Gather every line in the entries below that contains the word "back" and copy each of those lines.

Dataset entries about object locations:
================

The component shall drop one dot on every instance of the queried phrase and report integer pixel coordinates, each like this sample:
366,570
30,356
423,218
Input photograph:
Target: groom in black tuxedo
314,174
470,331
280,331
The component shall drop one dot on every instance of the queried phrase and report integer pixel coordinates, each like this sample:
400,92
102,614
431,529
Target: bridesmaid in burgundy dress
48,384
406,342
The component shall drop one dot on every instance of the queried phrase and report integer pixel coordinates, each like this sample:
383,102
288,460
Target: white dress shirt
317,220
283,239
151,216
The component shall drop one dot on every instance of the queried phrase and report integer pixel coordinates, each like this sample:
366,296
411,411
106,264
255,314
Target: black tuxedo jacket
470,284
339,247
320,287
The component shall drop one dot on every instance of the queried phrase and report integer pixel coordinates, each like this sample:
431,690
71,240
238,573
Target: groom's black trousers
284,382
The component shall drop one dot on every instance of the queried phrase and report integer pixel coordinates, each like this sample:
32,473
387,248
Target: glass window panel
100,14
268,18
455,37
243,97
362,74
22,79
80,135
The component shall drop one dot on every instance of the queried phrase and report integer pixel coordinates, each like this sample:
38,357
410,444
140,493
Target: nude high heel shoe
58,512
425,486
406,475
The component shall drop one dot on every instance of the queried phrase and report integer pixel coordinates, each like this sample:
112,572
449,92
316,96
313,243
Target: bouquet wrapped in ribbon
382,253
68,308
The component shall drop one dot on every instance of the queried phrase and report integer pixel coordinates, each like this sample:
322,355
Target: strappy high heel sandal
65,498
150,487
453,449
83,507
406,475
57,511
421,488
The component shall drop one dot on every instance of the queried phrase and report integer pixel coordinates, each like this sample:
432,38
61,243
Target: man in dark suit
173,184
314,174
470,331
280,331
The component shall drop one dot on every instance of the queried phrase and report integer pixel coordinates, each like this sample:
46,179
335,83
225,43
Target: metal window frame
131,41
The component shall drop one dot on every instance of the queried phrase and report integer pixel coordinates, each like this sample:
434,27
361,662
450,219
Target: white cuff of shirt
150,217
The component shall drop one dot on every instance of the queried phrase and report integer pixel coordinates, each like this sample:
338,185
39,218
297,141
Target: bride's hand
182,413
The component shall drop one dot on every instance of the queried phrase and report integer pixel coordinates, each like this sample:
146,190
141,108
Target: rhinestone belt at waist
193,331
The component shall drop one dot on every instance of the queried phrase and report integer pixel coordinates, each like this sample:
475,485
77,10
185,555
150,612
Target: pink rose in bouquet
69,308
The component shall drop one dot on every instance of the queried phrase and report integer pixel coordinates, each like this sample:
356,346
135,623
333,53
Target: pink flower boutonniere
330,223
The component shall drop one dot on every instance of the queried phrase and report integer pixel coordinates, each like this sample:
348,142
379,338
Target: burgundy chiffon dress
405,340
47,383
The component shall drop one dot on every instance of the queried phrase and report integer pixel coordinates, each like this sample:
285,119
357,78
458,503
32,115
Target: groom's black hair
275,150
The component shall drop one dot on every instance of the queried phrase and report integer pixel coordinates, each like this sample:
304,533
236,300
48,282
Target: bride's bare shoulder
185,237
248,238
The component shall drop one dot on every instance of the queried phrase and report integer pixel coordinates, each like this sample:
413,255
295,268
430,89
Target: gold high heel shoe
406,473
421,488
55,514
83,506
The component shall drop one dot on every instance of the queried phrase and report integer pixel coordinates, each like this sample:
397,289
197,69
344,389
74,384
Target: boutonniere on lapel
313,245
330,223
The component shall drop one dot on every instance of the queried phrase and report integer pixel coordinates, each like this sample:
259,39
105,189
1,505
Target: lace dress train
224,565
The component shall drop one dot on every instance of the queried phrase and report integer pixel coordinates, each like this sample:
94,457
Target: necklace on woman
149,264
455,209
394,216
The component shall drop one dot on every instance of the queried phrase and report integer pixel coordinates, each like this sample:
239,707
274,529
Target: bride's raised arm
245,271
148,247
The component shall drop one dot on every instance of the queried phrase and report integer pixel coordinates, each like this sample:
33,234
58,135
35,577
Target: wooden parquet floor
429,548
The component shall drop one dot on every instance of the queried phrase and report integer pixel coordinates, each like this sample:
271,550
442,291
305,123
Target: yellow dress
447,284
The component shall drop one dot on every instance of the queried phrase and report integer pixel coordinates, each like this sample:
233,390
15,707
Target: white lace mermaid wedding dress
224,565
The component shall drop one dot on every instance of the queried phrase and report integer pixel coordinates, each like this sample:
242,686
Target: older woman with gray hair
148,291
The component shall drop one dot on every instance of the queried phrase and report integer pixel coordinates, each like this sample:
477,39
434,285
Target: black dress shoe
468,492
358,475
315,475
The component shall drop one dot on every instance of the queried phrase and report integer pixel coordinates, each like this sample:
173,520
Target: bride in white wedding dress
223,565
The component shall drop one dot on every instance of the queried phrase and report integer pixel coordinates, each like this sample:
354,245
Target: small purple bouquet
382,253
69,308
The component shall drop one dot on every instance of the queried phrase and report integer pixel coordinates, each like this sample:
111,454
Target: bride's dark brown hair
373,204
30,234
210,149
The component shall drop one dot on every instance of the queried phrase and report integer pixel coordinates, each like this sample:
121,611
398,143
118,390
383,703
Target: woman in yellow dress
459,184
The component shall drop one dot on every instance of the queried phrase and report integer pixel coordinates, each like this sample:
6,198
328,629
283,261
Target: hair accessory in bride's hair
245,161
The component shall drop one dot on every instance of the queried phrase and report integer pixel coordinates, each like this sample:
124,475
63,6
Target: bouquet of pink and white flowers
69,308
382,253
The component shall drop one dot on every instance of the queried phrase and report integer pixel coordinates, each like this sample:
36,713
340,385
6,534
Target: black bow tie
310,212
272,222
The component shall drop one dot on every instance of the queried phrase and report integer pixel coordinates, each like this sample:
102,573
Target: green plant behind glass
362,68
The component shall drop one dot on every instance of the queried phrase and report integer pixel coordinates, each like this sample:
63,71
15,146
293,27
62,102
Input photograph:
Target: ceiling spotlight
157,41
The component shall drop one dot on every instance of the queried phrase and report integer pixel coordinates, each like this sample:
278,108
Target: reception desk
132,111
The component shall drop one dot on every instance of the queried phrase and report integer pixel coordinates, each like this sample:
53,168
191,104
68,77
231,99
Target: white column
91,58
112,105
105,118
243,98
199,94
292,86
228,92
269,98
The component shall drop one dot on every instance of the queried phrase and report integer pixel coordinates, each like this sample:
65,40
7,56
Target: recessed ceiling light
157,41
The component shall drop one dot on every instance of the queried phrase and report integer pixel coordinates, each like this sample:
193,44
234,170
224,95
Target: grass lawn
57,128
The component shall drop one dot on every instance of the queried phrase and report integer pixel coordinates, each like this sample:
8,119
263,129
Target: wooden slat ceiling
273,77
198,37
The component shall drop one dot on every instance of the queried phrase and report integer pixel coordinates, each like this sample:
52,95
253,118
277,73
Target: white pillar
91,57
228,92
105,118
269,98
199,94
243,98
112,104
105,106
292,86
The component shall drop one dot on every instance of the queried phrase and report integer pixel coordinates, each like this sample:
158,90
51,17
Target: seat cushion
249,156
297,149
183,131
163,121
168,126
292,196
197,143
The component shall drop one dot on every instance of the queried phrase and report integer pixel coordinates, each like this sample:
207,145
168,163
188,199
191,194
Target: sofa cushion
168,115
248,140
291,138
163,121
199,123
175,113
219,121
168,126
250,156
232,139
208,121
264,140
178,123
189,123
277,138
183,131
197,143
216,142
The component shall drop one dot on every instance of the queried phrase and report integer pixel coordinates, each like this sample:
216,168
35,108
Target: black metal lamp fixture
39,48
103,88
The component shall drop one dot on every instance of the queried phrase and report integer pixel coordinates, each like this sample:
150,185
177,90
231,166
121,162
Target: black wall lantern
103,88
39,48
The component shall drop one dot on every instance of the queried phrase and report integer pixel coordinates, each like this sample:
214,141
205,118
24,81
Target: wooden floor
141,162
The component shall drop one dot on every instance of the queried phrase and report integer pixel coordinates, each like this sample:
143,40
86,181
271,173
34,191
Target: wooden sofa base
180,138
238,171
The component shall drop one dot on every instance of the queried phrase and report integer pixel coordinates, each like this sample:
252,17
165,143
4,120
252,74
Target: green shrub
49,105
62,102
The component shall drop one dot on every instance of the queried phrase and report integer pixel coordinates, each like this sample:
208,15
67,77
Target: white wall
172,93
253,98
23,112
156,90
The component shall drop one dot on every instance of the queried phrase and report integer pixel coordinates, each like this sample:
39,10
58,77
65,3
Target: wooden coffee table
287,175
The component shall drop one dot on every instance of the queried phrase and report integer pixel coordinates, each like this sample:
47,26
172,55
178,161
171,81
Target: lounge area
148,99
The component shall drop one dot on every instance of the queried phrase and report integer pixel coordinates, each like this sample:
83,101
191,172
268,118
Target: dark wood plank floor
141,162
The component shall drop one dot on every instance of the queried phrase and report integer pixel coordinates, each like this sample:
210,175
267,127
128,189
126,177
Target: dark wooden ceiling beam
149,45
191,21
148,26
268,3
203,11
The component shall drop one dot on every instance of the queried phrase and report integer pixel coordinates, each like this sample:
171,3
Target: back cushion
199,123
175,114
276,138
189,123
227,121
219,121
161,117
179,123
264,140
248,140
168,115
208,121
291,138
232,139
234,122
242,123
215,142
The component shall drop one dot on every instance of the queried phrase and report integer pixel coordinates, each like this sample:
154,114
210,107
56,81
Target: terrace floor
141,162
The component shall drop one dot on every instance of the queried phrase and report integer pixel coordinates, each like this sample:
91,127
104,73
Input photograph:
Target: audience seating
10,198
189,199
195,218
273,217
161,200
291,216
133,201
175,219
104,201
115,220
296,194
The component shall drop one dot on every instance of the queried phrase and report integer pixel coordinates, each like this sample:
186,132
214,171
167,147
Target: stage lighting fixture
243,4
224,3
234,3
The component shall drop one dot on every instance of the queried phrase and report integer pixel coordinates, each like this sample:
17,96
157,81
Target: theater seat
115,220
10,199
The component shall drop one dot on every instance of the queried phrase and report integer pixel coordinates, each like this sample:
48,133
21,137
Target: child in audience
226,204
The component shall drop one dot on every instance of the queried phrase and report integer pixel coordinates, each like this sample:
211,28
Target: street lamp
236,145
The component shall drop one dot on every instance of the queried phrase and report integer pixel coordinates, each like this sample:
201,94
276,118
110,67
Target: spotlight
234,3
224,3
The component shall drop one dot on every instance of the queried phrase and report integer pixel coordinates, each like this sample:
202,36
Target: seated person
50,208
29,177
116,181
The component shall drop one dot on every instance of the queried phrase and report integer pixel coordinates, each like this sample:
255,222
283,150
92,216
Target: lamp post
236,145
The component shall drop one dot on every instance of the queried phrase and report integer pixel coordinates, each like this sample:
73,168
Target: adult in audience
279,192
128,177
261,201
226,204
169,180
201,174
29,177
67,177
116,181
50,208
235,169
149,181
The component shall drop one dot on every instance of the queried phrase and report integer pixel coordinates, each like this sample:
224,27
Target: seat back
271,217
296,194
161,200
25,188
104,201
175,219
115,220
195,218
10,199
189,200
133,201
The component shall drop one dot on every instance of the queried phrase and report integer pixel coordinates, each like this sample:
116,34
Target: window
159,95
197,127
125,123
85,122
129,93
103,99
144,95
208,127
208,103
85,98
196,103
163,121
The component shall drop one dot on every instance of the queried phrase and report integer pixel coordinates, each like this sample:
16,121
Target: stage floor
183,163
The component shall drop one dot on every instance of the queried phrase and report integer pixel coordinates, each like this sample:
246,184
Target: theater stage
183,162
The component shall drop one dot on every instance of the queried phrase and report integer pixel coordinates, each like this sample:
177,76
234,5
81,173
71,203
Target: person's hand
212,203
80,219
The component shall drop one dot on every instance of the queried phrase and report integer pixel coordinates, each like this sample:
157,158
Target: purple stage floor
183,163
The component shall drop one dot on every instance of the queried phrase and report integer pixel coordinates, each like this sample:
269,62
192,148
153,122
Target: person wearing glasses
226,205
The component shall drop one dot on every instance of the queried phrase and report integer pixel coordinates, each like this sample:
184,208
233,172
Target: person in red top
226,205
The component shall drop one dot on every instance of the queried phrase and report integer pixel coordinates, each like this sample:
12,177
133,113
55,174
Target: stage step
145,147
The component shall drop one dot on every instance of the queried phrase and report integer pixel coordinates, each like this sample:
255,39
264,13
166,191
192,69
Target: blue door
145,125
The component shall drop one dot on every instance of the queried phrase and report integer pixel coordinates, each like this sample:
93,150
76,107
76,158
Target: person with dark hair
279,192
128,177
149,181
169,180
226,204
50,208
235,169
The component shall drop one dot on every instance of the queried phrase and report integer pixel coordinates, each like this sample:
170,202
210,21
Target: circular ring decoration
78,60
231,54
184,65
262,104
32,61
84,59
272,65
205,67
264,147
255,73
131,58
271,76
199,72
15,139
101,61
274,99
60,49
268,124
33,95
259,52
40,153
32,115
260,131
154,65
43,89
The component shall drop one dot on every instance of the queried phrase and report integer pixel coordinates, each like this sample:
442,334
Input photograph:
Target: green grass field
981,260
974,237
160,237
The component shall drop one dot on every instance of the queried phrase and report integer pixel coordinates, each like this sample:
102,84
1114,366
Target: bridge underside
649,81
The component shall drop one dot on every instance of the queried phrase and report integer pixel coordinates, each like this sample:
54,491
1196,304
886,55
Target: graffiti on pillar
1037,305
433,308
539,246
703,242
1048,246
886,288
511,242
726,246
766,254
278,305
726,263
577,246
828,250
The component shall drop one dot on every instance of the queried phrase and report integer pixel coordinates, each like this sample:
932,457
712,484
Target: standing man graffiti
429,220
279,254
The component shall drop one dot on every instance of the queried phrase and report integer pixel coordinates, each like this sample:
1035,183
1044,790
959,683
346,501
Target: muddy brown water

================

Result for this task:
Target: back cushion
Target: seat back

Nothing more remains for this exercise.